DATA PROVIDED below:

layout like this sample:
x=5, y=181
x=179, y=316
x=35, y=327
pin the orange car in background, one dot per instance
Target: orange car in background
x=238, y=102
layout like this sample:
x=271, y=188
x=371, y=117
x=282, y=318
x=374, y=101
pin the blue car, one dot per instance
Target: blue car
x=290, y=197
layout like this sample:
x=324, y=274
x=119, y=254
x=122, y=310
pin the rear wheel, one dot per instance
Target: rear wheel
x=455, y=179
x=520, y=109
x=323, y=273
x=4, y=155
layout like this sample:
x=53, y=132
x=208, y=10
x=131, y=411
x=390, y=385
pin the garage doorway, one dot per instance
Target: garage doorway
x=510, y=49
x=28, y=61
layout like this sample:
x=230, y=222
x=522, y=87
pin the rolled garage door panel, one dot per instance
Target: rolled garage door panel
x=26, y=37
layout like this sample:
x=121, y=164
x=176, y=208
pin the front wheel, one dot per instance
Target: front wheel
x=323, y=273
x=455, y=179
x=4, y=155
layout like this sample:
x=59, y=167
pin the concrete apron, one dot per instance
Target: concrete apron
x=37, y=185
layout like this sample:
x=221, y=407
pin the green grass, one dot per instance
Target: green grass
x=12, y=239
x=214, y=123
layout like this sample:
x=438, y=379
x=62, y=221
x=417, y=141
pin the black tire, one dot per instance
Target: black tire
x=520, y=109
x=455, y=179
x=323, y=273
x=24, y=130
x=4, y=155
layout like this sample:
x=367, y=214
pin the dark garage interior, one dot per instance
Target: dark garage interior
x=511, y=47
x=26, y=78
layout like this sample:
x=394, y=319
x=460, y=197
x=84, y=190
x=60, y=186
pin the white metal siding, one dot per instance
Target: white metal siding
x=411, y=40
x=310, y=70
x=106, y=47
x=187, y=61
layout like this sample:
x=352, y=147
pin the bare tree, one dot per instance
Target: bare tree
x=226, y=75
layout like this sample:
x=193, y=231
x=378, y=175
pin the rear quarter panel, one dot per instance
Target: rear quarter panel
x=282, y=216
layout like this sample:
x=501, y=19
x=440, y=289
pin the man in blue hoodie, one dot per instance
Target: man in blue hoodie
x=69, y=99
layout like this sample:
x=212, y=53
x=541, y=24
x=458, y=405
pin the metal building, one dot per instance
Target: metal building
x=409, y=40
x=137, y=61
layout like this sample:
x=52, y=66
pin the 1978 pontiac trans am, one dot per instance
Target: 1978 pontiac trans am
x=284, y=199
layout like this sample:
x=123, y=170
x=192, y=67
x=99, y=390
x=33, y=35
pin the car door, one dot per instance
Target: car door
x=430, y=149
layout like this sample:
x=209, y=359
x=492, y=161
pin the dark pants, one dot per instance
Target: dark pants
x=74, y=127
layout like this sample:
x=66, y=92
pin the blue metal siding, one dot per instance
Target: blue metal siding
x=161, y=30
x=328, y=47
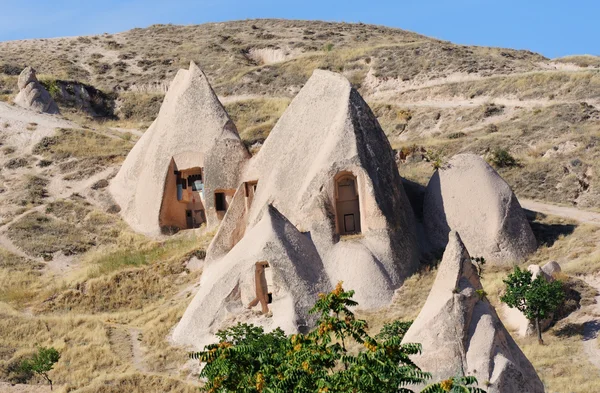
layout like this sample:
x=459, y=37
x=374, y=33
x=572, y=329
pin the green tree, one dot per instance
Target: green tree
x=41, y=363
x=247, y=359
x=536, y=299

End of DATA PROVIDED.
DATA PROVIDED below:

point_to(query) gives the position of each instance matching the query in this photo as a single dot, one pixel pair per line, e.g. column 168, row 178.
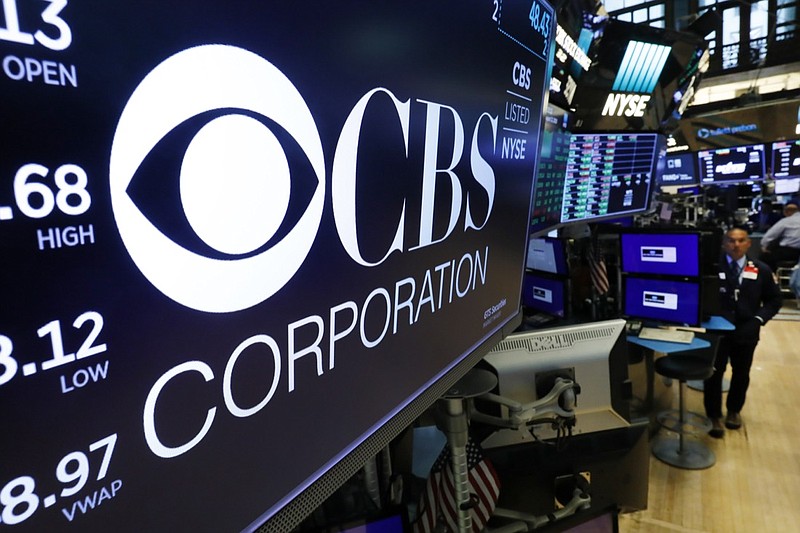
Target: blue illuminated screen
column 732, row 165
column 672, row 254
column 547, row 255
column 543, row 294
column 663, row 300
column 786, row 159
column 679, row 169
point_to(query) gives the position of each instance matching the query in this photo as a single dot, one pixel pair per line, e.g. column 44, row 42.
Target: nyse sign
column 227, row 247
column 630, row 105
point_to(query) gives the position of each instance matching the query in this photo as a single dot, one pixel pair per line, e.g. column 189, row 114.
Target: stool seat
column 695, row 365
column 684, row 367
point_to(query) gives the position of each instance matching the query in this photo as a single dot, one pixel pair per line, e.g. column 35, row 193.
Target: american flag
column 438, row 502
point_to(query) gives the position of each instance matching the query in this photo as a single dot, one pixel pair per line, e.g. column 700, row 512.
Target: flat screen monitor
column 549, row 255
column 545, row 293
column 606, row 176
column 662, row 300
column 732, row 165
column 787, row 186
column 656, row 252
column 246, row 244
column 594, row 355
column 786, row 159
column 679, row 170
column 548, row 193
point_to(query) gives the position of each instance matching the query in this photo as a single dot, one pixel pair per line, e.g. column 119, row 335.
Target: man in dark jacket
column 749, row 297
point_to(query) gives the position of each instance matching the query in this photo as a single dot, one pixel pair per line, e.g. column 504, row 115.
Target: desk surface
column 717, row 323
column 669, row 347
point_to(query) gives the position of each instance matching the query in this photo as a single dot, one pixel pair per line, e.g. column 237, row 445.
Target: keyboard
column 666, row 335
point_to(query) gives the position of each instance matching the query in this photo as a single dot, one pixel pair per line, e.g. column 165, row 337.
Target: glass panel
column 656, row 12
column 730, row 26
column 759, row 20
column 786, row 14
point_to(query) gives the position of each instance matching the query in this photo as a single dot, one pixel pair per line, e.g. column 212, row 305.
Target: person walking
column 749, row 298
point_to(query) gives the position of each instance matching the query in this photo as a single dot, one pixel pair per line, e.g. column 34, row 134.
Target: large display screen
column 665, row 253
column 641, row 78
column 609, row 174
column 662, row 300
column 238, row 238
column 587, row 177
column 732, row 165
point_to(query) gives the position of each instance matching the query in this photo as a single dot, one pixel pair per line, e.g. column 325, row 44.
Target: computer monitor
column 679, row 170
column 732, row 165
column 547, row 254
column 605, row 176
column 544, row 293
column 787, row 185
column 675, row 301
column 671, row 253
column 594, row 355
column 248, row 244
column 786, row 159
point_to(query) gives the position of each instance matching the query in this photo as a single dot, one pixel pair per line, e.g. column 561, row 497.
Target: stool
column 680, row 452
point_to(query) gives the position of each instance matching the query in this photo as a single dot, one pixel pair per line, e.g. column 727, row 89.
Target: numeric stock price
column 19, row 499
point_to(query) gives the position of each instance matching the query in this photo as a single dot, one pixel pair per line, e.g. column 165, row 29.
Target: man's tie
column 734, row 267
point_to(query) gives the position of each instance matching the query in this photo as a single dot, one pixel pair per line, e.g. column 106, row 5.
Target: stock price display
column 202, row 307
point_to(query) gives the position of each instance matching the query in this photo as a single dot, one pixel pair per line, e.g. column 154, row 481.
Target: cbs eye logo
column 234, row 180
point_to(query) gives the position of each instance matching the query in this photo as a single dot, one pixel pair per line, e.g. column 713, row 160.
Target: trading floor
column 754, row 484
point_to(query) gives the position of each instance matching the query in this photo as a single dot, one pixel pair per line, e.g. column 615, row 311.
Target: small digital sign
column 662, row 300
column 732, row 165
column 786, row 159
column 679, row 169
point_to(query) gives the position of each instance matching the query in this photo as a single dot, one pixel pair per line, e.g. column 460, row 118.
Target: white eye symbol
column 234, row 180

End of DATA PROVIDED.
DATA PROVIDED below:

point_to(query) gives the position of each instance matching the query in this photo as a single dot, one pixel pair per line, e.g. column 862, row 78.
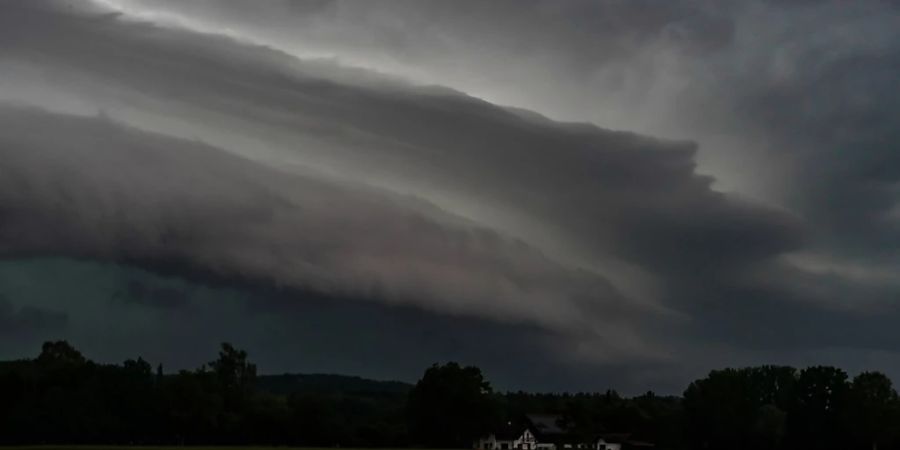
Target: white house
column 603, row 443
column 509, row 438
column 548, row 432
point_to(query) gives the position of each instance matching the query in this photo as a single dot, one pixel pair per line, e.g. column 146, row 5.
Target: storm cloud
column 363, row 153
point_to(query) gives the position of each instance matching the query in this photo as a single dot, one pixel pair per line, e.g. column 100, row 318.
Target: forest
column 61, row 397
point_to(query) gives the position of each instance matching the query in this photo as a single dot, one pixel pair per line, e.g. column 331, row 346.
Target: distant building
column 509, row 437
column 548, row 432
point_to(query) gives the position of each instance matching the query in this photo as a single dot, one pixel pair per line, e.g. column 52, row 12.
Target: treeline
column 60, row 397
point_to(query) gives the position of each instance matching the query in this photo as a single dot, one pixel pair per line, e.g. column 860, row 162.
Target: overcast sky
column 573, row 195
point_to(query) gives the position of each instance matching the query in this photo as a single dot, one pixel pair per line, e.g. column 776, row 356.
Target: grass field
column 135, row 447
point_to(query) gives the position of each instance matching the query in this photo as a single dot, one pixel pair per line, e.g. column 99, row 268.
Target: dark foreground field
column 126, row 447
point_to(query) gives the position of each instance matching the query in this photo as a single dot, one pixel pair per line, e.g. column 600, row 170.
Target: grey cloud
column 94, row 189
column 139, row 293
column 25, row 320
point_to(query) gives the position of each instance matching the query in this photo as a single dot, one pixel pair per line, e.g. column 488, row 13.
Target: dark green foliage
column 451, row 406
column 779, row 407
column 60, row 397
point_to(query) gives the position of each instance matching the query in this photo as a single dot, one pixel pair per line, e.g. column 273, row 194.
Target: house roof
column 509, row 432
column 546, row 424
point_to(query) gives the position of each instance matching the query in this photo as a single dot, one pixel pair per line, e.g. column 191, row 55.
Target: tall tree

End of DATA PROVIDED.

WHAT YOU ARE ASKED TO DO:
Can you repeat, word for word, every line above from the one containing "x=208, y=10" down to the one containing "x=59, y=167", including both?

EXERCISE ANSWER:
x=208, y=10
x=131, y=411
x=390, y=385
pin the garage doorway, one dot per instance
Target: garage doorway
x=510, y=49
x=28, y=61
layout like this sample:
x=230, y=222
x=522, y=87
pin the rolled garage door panel, one dot per instance
Target: rolled garage door panel
x=26, y=37
layout like this sample:
x=121, y=164
x=176, y=208
pin the front wheel, one dot per instance
Target: front wheel
x=323, y=273
x=455, y=179
x=4, y=155
layout like this sample:
x=59, y=167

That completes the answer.